Rewrite the listing from the line containing "If you could segment every instance of the groom, I" through its end, both included. Keep the requests and their format samples as they are, but shift every coordinate in the completed outlines by -15.

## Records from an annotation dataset
▼

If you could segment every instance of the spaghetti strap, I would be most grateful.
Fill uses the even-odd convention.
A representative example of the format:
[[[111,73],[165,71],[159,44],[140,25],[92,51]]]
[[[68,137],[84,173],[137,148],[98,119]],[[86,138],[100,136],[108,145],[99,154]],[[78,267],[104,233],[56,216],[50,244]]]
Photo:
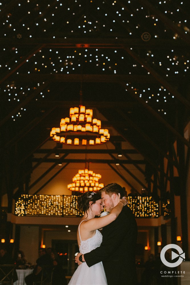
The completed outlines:
[[[81,223],[82,222],[83,222],[83,221],[87,221],[87,220],[83,220],[82,221],[81,221],[80,222],[80,223],[79,224],[79,225],[78,225],[78,233],[79,234],[79,237],[80,238],[80,242],[81,242],[81,241],[82,241],[82,240],[81,239],[81,238],[80,237],[80,230],[79,230],[79,227],[80,227],[80,225],[81,224]]]

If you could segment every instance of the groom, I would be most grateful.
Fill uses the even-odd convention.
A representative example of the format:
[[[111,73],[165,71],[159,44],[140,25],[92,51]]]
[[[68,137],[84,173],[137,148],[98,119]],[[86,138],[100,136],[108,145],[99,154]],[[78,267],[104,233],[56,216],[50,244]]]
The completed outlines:
[[[119,193],[124,196],[120,185],[112,183],[99,191],[102,205],[110,212],[118,204]],[[137,227],[134,215],[127,206],[124,207],[117,218],[105,227],[100,246],[90,252],[82,255],[83,262],[89,267],[102,261],[108,285],[136,285],[137,284],[135,251]],[[79,258],[75,259],[79,264]]]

▲

## Result of the exercise
If you could segment every instance of the groom, I would be most grateful.
Fill uses the even-odd convention.
A representative example of the format:
[[[111,73],[165,71],[159,44],[140,25],[92,51]]]
[[[68,137],[84,173],[137,148],[98,119]],[[86,138],[100,136],[108,145],[99,154]],[[78,267],[104,233],[56,216],[50,244]]]
The completed outlines:
[[[104,178],[109,181],[105,170],[97,168],[84,176],[87,190],[95,197],[103,189]],[[122,212],[119,200],[112,191],[109,192],[102,203],[90,212],[85,231],[75,237],[67,240],[68,247],[74,252],[87,246],[93,270],[121,270],[122,269],[120,236]],[[64,243],[60,244],[64,249]]]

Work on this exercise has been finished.